### Excerpted records

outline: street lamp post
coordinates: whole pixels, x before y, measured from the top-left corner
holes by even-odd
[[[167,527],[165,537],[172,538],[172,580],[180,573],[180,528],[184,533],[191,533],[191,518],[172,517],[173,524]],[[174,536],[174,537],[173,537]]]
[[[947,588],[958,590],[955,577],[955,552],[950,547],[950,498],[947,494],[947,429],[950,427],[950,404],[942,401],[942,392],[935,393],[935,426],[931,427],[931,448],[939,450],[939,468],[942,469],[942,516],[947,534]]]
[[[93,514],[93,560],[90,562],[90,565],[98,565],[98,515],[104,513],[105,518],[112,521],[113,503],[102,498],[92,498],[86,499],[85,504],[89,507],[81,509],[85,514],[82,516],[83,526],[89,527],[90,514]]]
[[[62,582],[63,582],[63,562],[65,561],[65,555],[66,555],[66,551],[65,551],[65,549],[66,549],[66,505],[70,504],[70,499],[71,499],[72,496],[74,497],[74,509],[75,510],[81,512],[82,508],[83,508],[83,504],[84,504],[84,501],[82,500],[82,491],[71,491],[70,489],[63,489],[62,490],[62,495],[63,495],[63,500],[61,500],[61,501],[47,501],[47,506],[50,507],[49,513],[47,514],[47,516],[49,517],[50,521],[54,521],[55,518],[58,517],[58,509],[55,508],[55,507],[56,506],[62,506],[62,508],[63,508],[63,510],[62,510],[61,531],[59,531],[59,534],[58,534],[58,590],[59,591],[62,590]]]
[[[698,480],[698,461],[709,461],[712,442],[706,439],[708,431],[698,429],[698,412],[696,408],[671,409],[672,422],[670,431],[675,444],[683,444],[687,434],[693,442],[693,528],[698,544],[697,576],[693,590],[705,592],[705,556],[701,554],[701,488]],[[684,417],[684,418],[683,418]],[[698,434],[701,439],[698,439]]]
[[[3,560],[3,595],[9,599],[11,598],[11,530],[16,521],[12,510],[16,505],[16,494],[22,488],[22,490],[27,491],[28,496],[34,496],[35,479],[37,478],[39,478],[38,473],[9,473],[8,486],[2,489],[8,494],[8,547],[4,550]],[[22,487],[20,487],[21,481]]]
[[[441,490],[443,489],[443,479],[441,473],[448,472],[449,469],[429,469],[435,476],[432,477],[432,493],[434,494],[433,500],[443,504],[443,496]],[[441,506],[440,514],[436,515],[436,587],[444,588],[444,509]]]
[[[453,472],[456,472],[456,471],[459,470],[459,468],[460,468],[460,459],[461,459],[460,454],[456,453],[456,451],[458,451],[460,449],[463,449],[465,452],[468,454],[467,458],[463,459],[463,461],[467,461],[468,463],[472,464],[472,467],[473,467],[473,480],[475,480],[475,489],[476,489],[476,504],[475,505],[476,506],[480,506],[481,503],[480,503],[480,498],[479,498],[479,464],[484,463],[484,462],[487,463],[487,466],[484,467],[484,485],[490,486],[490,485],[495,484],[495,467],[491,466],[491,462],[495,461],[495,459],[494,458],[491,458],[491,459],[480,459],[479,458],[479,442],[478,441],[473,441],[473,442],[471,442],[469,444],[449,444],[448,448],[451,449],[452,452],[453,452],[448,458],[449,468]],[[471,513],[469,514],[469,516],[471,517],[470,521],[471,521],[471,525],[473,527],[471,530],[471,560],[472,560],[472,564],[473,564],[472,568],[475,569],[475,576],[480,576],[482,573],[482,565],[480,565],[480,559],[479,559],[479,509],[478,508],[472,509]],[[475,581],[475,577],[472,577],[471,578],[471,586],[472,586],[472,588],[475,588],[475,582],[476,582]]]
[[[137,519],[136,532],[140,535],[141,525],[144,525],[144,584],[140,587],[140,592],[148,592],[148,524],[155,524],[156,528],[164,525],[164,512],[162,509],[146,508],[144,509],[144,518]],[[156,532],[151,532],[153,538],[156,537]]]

######

# Goal of the exercise
Identify every line in the material above that contains the word "pixels", and copy each of those lines. Case counts.

# Worked solution
coordinates: whole pixels, x before y, measured from the top-left corner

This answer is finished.